Tasks to carry out =
**A)** In the forum thread about disappearing pregnancy symptoms, what reason did the doctor give for symptoms easing around week 10?
**B)** Please continue the forum thread about disappearing pregnancy symptoms, starting after its final post.

# Don't let disappearing symptoms scare you!!! They are meaningless...



## londongirl

Hi all

I am just writing this because this is what I was searching for 2 months ago and then a week ago.

Basically, what happened was, following 2 MCs (2012 and 2013), we finally fell pregnant again. Obviously we were pretty terrified. But I had decent symptoms. Then at around 6.5 weeks pregnant, my symptoms totally reduced - boobs were normal size, etc. I was panicking about a missed MC. 10 days later, symptoms came back.

That is lesson one: symptoms fluctuate in the first 10 weeks and sometimes seem to disappear, but it doesn't mean there's a problem. Some websites say they increase when there is a massive surge of hormones, and decrease as the body adjusts.

At 11 weeks, my symptoms all but disappeared (aside from some fatigue, though I think that was a bit linked to worry). Had my scan 4 days later, and everything was PERFECT.

Lesson two: doctor told me that symptoms ease around week 10 when the placenta takes over and HCG starts fallling a bit.

Now at the 13 week point, I woke up and the fatigue was gone. In fact, I feel back to pre-pregnancy normality - full of energy, able to exercise, stomach no longer bloated - cue panic number three!

Lesson three: went for a private reassurance scan, all perfect.

Lesson three: Doctor said it means NOTHING if you feel completely normal, except you're lucky!

I'm now 13.5 weeks and all is looking great. Keep in mind, when I had my missed MC (it stopped growing at 5.5 weeks), I still had full blown symptoms as 10 weeks - so even more proof no symptoms doesn't mean there is a problem and the other way around.

Just sharing this in the hope that it will reassure someone because I know how scary it can be. :flower:

Maybe other ladies can add their stories as well where symptoms disappear and nothing goes wrong.

xx


----------



## Zeri

Thanks! That's helpful! Congrats on making it out of first tri!


----------



## cookette

Thank you for sharing!


----------



## Topanga053

Nice thread, Londongirl! My symptoms disappeared when I was 9 weeks and I was TERRIFIED that I had had another missed miscarriage. All of a sudden, my nausea completely disappeared, my appetite came back, and my boobs stopped hurting. I rushed in for an emergency reassurance scan after a full weekend of no symptoms and everything was fine; little bean was there with a healthy HB. The rest of the pregnancy went well (except for a little spotting at 17 weeks... bean still ok!) and I ended up delivering a very healthy baby girl. She's almost 6 weeks old now and doing great! So yeah, disappearing symptoms (and sometimes even random spotting) can be perfectly normal!


----------



## Literati_Love

I totally agree. I discovered this pregnancy that symptoms come and go a lot. At 9 weeks I thought my nausea was completely gone and I was feeling way better. I had a scan at 9+5 and baby was measuring perfectly. Then, at 10 weeks, ALL my symptoms (nausea, fatigue, and more) came back with a vengeance and I actually continued to feel worse until past 14 weeks when things started to subside again. Baby still has a perfectly steady heartbeat and everything is going well. =)

Extracted information =
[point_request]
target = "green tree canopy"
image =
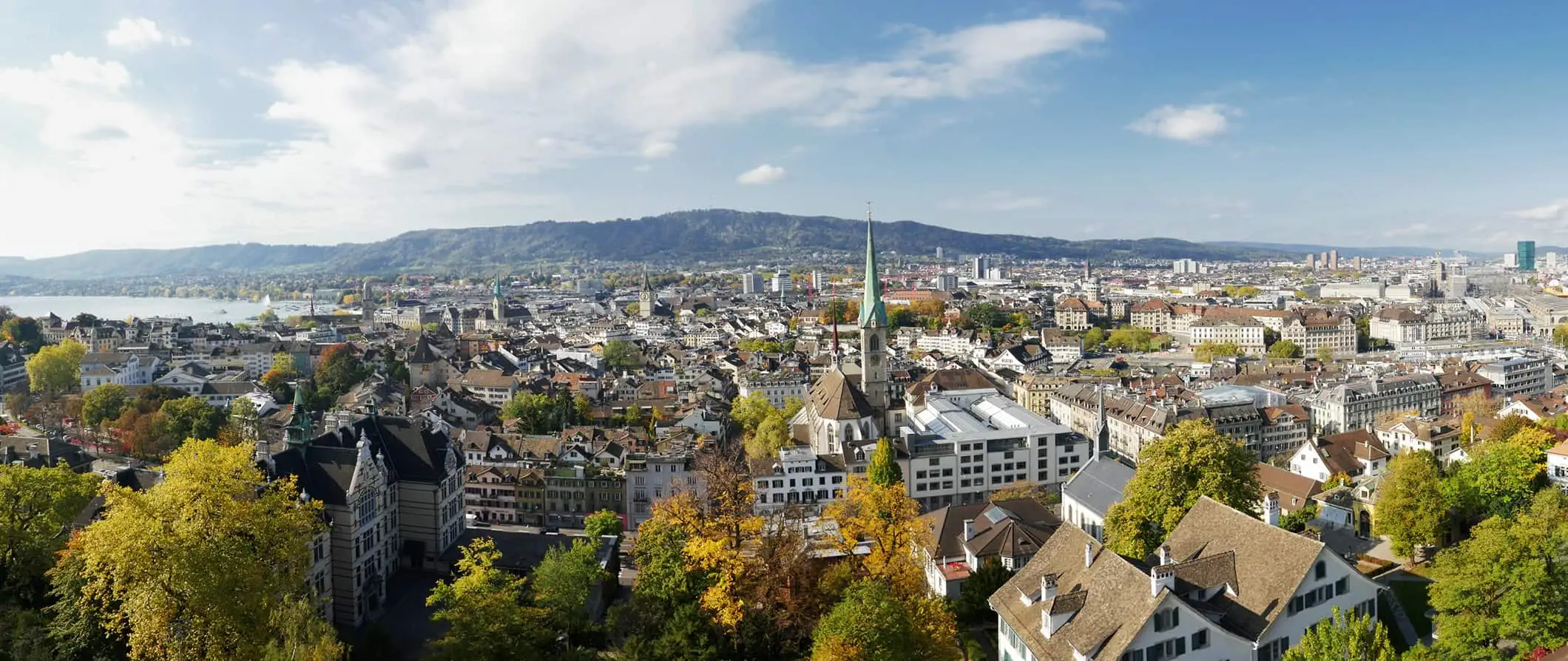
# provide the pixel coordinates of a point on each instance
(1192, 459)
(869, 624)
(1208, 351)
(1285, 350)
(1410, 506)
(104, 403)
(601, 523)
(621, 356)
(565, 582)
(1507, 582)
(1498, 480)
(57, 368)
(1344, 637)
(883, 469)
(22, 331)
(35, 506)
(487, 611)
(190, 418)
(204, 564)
==
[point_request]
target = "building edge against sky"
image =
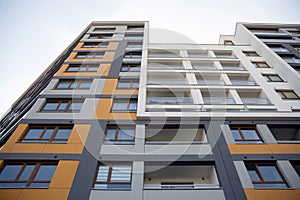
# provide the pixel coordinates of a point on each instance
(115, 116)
==
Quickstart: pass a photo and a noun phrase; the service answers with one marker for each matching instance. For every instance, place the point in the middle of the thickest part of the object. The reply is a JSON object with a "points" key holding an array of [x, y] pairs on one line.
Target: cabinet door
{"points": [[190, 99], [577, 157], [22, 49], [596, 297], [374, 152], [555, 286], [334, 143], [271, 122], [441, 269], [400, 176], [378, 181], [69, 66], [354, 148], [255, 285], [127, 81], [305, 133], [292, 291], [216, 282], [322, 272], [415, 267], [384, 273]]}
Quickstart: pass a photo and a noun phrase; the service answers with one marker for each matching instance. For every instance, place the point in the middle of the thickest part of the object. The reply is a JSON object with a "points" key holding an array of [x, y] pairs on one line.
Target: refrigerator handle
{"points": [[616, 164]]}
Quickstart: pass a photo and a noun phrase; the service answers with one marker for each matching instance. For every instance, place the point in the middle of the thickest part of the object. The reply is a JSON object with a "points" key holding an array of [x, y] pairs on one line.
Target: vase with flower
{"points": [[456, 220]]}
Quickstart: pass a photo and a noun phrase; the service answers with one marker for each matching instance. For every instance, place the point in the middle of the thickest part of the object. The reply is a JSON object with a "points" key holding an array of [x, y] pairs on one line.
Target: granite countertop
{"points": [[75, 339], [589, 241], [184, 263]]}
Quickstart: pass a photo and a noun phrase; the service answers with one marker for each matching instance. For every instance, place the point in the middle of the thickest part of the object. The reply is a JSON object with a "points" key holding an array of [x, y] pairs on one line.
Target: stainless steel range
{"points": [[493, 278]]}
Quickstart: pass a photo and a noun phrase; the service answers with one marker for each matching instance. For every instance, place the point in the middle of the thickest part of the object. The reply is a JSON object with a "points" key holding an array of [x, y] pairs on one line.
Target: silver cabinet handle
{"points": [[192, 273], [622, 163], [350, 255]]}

Task answers =
**A)** The placenta takes over and HCG starts falling a bit.

**B)**
----------



## melfy77

I never had any symptom with my girls, except tiredness and a severe aversion for grilled chicken:haha: No sore boobs, no weird taste in my mouth and definitely no morning sickness. I was just extremely lucky and made all those poor pregnant women suffering from MS jealous:blush:


----------



## jtyler612

Thank you SO much for posting this! I am have a mad lady!! Constantly poking and prodding my breasts and scared when I don't feel queasy. I am only 4.5 weeks and my hcg is rising nicely but am still scared. I have had 5 losses, some chemical and one at 8 weeks and one at 6. I am trying to just relax and enjoy my pregnancy and trust my body to do what it's suppose to do and stop over analyzing. It is freaking me out. I can't wait for mt scan at 6+2 to hopefully see the baby and heartbeat. Thank you again so much for posting this!!!!


----------



## melfy77

jtyler612 said:


> Thank you SO much for posting this! I am have a mad lady!! Constantly poking and prodding my breasts and scared when I don't feel queasy. I am only 4.5 weeks and my hcg is rising nicely but am still scared. I have had 5 losses, some chemical and one at 8 weeks and one at 6. I am trying to just relax and enjoy my pregnancy and trust my body to do what it's suppose to do and stop over analyzing. It is freaking me out. I can't wait for mt scan at 6+2 to hopefully see the baby and heartbeat. Thank you again so much for posting this!!!!

You're welcome:flower:

5 losses is a lot, I totally understand why you're worried:hugs: Why don't you check out the PARL thread (pregnant after recurrent losses), lots of lovely ladies there:) It's been a life saver for me!!


----------



## Stacey_89

Great thread :)
Since I got to 8 weeks my symptoms have faded a lot!!!! 
I am sooo freaked out that I bullied my doctor into giving me more hcg draws and a second scan next Tuesday. Boobs only slightly tender when I take my bra off and nausea only hits me when something horrible makes me rench up, then I'm fine again lol. I'm having bad dreams and my sleeps sucks because of the worry :( x


----------



## jtyler612

Thank you!! I will definitely go check it out!! Xx


----------



## Stacey_89

Had my bloods done at 8+3 
They were 132,196 :) doctor said they are at peak now which explains my calmer symptoms.
Boobs got tender for the first time in ages yesterday and i found the heartbeat on my doppler :)
I officially do not trust symptoms anymore and shall not be reading into them :haha:


----------



## tcinks

Thanks for this. My symptoms all of a sudden are gone at 6w4d, 2 days after I saw a heartbeat on ultrasound. Makes me so nervous. Trying not to worry, but if I still feel this way Monday I might see if my doctor will get me in for another scan. PAL is so stressful. When I was pregnant before, I didn't hardly worry about anything, just always believed everything would be okay. Wish I could have that innocence again.


----------



## pumita

thanks for this post... it's really quite assuring !!!!!!!!


----------



## velvetdreams

thank you ladies! makes me calm now..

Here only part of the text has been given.